### Required task 1
Pick out each line of the records that contains the word "train" and copy those lines.

State of Tennessee v. James Allen Ballew ( 2017 )


Menu:
  •                                                                                        03/24/2017
    IN THE COURT OF CRIMINAL APPEALS OF TENNESSEE
    AT NASHVILLE
    Assigned on Briefs November 8, 2016
    STATE OF TENNESSEE v. JAMES ALLEN BALLEW
    Appeal from the Criminal Court for White County
    No. 2012-CR-5363    David A. Patterson, Judge
    No. M2016-00051-CCA-R3-CD
    In this second appeal of the amount of restitution ordered in a Class E felony theft case,
    the defendant, James Allen Ballew, appeals the $36,473.00 at the rate of $50 per month
    that the trial court ordered he pay to the victim lumber company, arguing that the amount
    is unreasonable given the evidence of the victim’s losses presented at the second
    restitution hearing, the two-year length of his sentence, and his financial resources and
    future ability to pay. The State concedes that the trial court erred by imposing an amount
    of restitution that the defendant could not reasonably be expected to pay and by ordering
    a payment schedule that exceeds the length of the sentence. Following our review, we
    reverse the judgment of the trial court with respect to restitution and remand for further
    proceedings consistent with this opinion.
    Tenn. R. App. P. 3 Appeal as of Right; Judgment of the Criminal Court Reversed
    and Remanded
    ALAN E. GLENN, J., delivered the opinion of the court, in which THOMAS T. WOODALL,
    P.J., and ROBERT W. WEDEMEYER, J., joined.
    Billy K. Tollison, Sparta, Tennessee, for the appellant, James Allen Ballew.
    Herbert H. Slatery III, Attorney General and Reporter; M. Todd Ridley, Assistant
    Attorney General; Bryant C. Dunaway, District Attorney General; and Philip Hatch,
    Assistant District Attorney General, for the appellee, State of Tennessee.
    OPINION
    FACTS
    The defendant was indicted by the White County Grand Jury for theft of property
    valued at $10,000 or more but less than $60,000, a Class C felony, based on his theft of
    motors from his employer, White County Lumber Company. On January 29, 2013, he
    pled guilty to theft of property valued at $500 or more but less than $1000, a Class E
    felony, in exchange for a two-year sentence on probation and the payment of restitution,
    with the amount to be set by the trial court at a later hearing. See State v. James Allen
    Ballew, No. M2014-00378-CCA-R3-CD, 
    2015 WL 1059067
    , at *1 (Tenn. Crim. App.
    Mar. 9, 2015).
    Following the restitution hearing, the trial court took the matter under advisement.
    The trial court later entered an amended judgment which reflected that the amount of
    restitution to be paid to White County Lumber Company was $11,000. 
    Id. at *2.

### Records supplied
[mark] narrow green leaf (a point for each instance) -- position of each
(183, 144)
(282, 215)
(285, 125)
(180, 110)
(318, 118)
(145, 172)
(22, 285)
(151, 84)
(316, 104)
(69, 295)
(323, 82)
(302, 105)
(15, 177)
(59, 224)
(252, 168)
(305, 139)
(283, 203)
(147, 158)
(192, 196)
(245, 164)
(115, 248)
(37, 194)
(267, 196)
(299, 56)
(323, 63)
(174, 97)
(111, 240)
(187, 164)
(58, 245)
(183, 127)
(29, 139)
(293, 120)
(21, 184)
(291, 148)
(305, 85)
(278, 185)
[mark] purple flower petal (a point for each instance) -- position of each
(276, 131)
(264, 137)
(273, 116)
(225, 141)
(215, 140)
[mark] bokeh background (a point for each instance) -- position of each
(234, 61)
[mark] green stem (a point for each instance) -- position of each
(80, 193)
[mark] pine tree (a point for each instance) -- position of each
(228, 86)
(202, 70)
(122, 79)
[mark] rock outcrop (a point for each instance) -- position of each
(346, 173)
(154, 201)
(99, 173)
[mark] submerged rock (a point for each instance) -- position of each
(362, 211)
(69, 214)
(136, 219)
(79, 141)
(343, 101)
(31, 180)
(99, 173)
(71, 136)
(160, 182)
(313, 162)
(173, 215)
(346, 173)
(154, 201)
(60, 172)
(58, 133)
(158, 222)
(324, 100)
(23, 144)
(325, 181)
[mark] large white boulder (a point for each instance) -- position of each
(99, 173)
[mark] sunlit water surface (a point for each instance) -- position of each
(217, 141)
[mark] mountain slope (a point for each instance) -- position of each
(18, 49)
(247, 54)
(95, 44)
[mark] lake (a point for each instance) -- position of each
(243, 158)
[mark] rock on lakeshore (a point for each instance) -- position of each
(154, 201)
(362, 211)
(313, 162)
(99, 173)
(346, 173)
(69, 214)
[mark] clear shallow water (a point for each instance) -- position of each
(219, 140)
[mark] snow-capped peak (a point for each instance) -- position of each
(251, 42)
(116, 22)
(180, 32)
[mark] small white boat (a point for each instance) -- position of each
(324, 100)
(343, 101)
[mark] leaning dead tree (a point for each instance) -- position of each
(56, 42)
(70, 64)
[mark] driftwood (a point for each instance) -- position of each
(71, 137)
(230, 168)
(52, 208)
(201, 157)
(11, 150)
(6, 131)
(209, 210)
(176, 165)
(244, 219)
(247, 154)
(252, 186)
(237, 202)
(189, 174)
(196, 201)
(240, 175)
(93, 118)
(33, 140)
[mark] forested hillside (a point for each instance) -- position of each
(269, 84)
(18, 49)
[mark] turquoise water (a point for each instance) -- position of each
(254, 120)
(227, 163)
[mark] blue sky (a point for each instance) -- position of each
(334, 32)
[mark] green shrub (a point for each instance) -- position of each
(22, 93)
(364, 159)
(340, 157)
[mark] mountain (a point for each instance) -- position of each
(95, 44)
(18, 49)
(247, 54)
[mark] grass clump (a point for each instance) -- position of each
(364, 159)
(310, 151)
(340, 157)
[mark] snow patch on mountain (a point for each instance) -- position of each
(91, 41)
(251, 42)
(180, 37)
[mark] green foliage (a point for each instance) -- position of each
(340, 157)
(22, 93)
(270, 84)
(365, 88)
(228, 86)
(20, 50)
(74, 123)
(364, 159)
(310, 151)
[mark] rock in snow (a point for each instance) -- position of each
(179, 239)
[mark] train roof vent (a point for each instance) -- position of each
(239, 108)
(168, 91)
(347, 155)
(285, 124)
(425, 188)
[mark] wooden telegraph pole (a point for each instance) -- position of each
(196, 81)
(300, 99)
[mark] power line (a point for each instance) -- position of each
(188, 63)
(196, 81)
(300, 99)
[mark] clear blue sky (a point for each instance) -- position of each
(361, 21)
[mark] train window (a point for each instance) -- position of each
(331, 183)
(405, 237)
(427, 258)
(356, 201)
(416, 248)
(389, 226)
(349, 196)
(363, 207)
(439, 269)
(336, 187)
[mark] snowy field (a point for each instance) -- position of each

### Required task 2
Continue the restitution appeal opinion from its last sentence.

### Exercise result 1
[mark] train roof vent (a point for each instance) -- position of each
[mark] train window (a point for each instance) -- position of each

### Exercise result 2
    The
    defendant appealed, arguing that the restitution amount was unreasonably high and
    unsupported by the evidence. Because the judgment was silent as to payment terms and
    there was no indication that the trial court considered the defendant’s ability to pay, this
    court reversed and remanded to the trial court “for a new restitution hearing to determine
    the restitution amount, Defendant’s ability to pay, and the payment terms.” 
    Id. at *3.
    At the second restitution hearing, Ronald Thompson, who worked in maintenance
    at the lumber company, identified from photographs fifty-five motors belonging to the
    company that the defendant had sold for scrap to Cooper’s Recycling. He said the
    company was able to recover twenty-five of those motors, but only two of them were still
    in working condition. On cross-examination, he acknowledged his only proof that the
    motors had belonged to the lumber company was his personal identification of the motors
    as ones he had personally handled and recognized; the company had kept no inventory
    and had recorded the serial number of only one of the recovered motors, which had been
    brand new.
    Rex Holman, a handyman at the lumber company, identified a list he had prepared
    of the replacement values of the motors that had been stolen. Mr. Holman testified that
    the total replacement value of the motors was $36,953, from which he had subtracted
    $480, the value of the two motors that were recovered in working condition, for a total
    replacement cost or restitution value of $36,473. On cross-examination, he explained
    that he had obtained his values by contacting “Slatton’s Enterprise” and getting a
    quotation for the price of a “useable motor” to replace each stolen motor. He further
    explained that some of the motors were very uncommon and therefore extremely hard to
    replace. Upon questioning by the trial court, he testified that, with the exception of three
    or possibly four motors which had just been uncrated, all of the stolen motors had been
    used.
    Curtis Mills, the manager of Slatton Electric, testified that the list prepared by Mr.
    Holman contained his estimation of the replacement value of each of the electric motors
    identified in the photographs, for a total of $36,953. He said he had inspected the twenty-
    -2-
    five recovered motors and found that only two were in working condition. He valued one
    of those working motors at $375 and the other one at $75, for a total of $450.1 On cross-
    examination, he acknowledged that he had not investigated what it would cost to repair
    the non-working motors. He further testified that the replacement costs he had quoted
    were for new motors, explaining that some of the motors were so popular that they were
    unable to keep used inventory in stock, while it was unlikely that used replacement
    motors could be found for some of the more uncommon motors.
    The fifty-two-year-old defendant testified that he currently had no income because
    he had not worked anywhere, with the exception of an occasional odd job, since his
    employment ended at White County Lumber. He said he received food stamps and made
    too little to file income taxes. He testified that he had only a seventh grade education,
    that all the jobs he had held in the past were as a manual laborer, and that he was “not
    really” capable of any other kind of work. As for his physical health, he stated that he
    saw a physician on a regular basis for ongoing back problems that resulted from a deer
    hunting accident years earlier in which he had fallen from a tree. Finally, he testified that
    he currently had no ability to pay any restitution and did not foresee any ability to do so
    in the future.
    Following the defendant’s testimony, defense counsel informed the court that the
    defendant had already completed his two years of probation and argued that he would be
    unable to pay any amount of restitution. At the conclusion of the hearing, the trial court
    ordered that the defendant pay restitution of $36,473 at the rate of $50 per month.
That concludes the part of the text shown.